(Directive) Repeat the whole listing below, word for word.

(Data excerpts)
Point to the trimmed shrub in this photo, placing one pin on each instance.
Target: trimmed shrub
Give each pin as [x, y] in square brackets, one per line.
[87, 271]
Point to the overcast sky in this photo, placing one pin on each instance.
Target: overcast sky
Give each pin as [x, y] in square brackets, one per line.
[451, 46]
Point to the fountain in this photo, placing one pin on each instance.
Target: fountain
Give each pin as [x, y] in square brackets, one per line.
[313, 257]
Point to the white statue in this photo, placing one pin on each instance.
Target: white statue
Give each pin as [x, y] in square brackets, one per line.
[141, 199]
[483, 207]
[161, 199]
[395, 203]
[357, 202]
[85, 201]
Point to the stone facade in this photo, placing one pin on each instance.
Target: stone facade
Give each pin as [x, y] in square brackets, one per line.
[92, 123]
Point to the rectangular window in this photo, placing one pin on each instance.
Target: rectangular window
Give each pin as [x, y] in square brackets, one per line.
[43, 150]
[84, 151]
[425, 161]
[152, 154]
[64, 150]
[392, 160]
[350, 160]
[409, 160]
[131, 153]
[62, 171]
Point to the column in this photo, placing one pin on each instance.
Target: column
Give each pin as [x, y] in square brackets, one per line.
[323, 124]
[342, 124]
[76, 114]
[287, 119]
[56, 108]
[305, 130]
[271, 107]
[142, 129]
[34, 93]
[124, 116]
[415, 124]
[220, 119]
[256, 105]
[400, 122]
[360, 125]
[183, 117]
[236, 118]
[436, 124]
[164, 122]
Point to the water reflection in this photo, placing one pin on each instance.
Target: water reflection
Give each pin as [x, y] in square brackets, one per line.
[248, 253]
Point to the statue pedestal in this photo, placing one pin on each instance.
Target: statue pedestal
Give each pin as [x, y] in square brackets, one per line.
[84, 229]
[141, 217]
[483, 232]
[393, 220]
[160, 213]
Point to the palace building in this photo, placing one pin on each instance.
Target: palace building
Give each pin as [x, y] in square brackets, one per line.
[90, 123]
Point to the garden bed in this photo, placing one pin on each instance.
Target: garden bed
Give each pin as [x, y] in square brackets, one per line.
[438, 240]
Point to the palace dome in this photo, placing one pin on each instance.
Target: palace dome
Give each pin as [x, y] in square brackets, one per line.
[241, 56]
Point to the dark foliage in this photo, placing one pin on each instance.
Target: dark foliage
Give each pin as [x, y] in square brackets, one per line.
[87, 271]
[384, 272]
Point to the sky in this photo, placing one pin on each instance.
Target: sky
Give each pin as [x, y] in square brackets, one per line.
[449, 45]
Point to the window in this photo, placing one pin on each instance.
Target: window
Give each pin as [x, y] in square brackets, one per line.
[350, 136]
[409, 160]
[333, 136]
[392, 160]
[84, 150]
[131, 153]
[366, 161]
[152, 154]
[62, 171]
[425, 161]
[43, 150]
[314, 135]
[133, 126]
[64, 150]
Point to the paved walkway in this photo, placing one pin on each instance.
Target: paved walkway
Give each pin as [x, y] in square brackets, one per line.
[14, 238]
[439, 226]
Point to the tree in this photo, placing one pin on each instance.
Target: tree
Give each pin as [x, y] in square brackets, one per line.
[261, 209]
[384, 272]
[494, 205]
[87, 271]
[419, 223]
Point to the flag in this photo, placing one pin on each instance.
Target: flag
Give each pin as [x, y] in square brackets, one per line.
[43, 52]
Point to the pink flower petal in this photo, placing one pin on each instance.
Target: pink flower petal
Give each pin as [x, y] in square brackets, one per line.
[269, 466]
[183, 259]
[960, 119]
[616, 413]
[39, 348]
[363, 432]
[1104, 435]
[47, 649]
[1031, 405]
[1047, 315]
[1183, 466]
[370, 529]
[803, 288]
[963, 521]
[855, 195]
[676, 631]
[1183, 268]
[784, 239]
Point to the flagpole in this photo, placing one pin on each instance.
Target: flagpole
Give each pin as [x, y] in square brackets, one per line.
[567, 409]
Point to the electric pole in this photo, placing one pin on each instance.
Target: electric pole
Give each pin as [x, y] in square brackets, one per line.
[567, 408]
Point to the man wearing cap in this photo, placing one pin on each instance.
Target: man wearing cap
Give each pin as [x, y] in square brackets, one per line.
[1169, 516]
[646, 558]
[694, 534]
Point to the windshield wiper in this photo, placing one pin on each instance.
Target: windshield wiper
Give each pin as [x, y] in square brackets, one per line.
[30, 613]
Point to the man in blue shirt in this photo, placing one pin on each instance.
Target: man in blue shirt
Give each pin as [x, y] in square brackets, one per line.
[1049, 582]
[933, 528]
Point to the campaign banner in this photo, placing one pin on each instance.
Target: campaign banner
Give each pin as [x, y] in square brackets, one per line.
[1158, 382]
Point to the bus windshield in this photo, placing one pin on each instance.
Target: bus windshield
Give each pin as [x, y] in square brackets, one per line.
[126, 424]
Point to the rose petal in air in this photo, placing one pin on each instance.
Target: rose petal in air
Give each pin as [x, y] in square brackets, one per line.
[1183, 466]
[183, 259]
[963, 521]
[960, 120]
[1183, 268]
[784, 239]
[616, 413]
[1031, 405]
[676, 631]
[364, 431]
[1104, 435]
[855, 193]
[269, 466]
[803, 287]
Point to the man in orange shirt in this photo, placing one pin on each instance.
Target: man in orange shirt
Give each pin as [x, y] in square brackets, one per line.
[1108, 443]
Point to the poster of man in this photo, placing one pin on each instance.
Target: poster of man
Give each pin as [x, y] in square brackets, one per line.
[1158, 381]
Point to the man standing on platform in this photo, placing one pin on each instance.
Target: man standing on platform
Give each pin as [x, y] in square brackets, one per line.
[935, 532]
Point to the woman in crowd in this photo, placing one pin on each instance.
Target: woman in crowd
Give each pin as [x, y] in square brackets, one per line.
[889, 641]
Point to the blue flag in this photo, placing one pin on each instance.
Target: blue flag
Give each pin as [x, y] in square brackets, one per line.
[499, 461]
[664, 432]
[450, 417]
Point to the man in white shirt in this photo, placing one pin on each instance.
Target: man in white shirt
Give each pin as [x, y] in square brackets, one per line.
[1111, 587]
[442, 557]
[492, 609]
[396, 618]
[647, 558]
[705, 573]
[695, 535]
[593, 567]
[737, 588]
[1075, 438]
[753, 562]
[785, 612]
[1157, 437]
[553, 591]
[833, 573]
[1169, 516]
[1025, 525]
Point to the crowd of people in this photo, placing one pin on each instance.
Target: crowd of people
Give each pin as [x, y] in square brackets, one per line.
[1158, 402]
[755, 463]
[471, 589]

(Final result)
Point to the trimmed shrub in this photo, placing one pin on each instance.
Target: trimmed shrub
Give each pin as [x, y] in square brackets, one per line.
[87, 271]
Point to the overcast sky in this photo, placing one pin on each instance.
Target: overcast sky
Give each pin as [x, y] in square brackets, one per line.
[451, 46]
Point to the fountain in this photo, placing one pin on each instance.
Target: fountain
Give each pin as [x, y] in square brackets, one per line.
[313, 257]
Point to the white statue in this photo, placing one pin on each instance.
Target: white statue
Give each pin as [x, y] in square brackets, one per line.
[141, 199]
[483, 207]
[161, 199]
[395, 203]
[357, 202]
[85, 201]
Point to the stone facade in this photo, placing one pin on each instance.
Target: stone facade
Give each pin as [x, y] in square brackets, one per line.
[92, 123]
Point to the rectangular window in this photo, placing one pin on each instance.
Target: rectangular window
Give each pin as [x, y] in square brackets, one per line.
[43, 150]
[84, 151]
[425, 161]
[152, 154]
[64, 150]
[392, 160]
[350, 160]
[409, 160]
[131, 153]
[62, 171]
Point to the column in this photo, placing one pin on each instance.
Target: column
Give each pin as [x, y] in square brackets, one per line.
[323, 124]
[342, 124]
[76, 114]
[287, 119]
[56, 108]
[305, 130]
[271, 107]
[142, 129]
[34, 93]
[124, 116]
[415, 124]
[220, 119]
[256, 105]
[400, 122]
[360, 125]
[183, 117]
[236, 118]
[436, 124]
[164, 122]
Point to the water reflection in this photo, placing one pin on each instance.
Target: water reflection
Give each pin as [x, y] in square brackets, one per line.
[248, 253]
Point to the statue pedestal in this photo, placing one pin on each instance.
Target: statue pedestal
Give each pin as [x, y] in square brackets, one per line.
[84, 229]
[141, 217]
[483, 232]
[393, 220]
[160, 213]
Point to the palace building in this photo, placing one pin on each instance.
Target: palace building
Give each pin as [x, y] in square brackets, one per line.
[90, 123]
Point to the garden bed in this photo, placing one pin on each instance.
Target: garden bed
Give each pin as [x, y] in square brackets, one per line.
[438, 240]
Point to the palace dome in this photo, placing one pin on each instance.
Target: palace dome
Give each pin as [x, y] in square brackets, one per line.
[241, 56]
Point to the dark foliage in this photo, placing one pin on each instance.
Target: dark foliage
Give each pin as [x, y] in square brackets, one per line.
[87, 271]
[384, 272]
Point to the sky in this photo, placing one pin on each instance.
Target: sky
Give each pin as [x, y] in square brackets, one per line.
[449, 45]
Point to the window in this photo, placing one pin on each instance.
Target: window
Give each pin as [x, y] in square brackets, one per line.
[350, 136]
[409, 160]
[333, 136]
[392, 160]
[84, 150]
[131, 153]
[366, 161]
[152, 154]
[62, 171]
[425, 161]
[43, 150]
[314, 135]
[133, 126]
[64, 150]
Point to the paved walkway in this photo, placing one pin on each instance.
Target: paved walkway
Give each pin as [x, y] in square brackets, one per line.
[14, 238]
[439, 226]
Point to the tree in this photo, placing one pin on each instance.
Target: tree
Give each pin as [x, y] in square brackets, one per line.
[261, 209]
[384, 272]
[494, 205]
[87, 271]
[419, 223]
Point to the flag in this photo, placing one pin on each instance.
Target: flag
Give each pin as [x, y] in square brackets, one per line.
[43, 52]
Point to the pink flower petal in this photo, placing one pin on each instance.
Target: pink flower petal
Give each pin as [x, y] in square brackets, one per line.
[269, 466]
[183, 259]
[960, 119]
[616, 413]
[39, 348]
[363, 432]
[1104, 435]
[47, 649]
[1031, 405]
[1047, 315]
[1183, 466]
[370, 529]
[803, 288]
[963, 521]
[855, 195]
[676, 631]
[1183, 268]
[784, 239]
Point to the flagpole in this photo, placing one pin on each instance.
Target: flagpole
Give each pin as [x, y] in square brackets, one per line.
[567, 409]
Point to the electric pole in this photo, placing one pin on each instance.
Target: electric pole
Give each pin as [x, y] in square brackets, one per line.
[567, 408]
Point to the man wearing cap in this photo, placing one pin on each instance.
Target: man wearing cap
Give each pin as [x, y] in square brackets, one per line.
[1169, 516]
[646, 558]
[694, 534]
Point to the windshield wiper in this photo, placing one pin on each instance.
Target: windshield wiper
Give each pin as [x, y] in square brackets, one per line.
[30, 613]
Point to the man in blue shirt in this photo, placing one pin on each instance.
Target: man in blue shirt
Give each pin as [x, y] in square brackets, one per line.
[1049, 582]
[933, 528]
Point to the campaign banner in this photo, placing one pin on each instance.
Target: campaign banner
Give each pin as [x, y] in square brackets, one per line.
[1158, 382]
Point to the bus windshield in this photo, placing one pin on each instance.
Target: bus windshield
Give each pin as [x, y] in square brackets, one per line.
[126, 424]
Point to the rose petal in air in this photo, placing one pin on each instance.
Target: rose petal in air
Give each pin as [x, y] in square brackets, one per line.
[1183, 466]
[183, 259]
[963, 521]
[960, 120]
[1183, 268]
[784, 239]
[616, 413]
[1031, 405]
[676, 631]
[364, 431]
[1104, 435]
[855, 193]
[269, 466]
[803, 287]
Point to the man in orange shirt in this photo, placing one pin on each instance.
Target: man in orange shirt
Give each pin as [x, y] in square brackets, one per line.
[1108, 443]
Point to the poster of man in this photo, placing one pin on each instance.
Target: poster of man
Give each pin as [x, y] in square brackets, one per line.
[1158, 381]
Point to the man standing on platform in this photo, placing one pin on each instance.
Target: man standing on platform
Give each pin as [x, y] in square brackets, one per line.
[935, 532]
Point to the woman in crowd in this photo, placing one pin on each instance.
Target: woman in crowd
Give each pin as [x, y] in square brackets, one per line.
[889, 641]
Point to the blue flag in this photo, placing one pin on each instance.
Target: blue flag
Give each pin as [x, y] in square brackets, one per line.
[499, 461]
[664, 432]
[450, 417]
Point to the man in white shirt in this photo, placing one pin on each instance.
Target: man in white shirt
Give each pin as [x, y] in square brackets, one per line.
[1111, 587]
[442, 557]
[492, 609]
[396, 618]
[647, 558]
[705, 573]
[695, 535]
[593, 567]
[737, 588]
[1075, 438]
[753, 562]
[785, 612]
[1157, 437]
[553, 591]
[833, 573]
[1169, 516]
[1025, 525]
Point to the crowd of people in this photo, placing one pin on each instance.
Target: crowd of people
Give each pin as [x, y] in square brackets, one per line.
[1158, 402]
[755, 463]
[471, 589]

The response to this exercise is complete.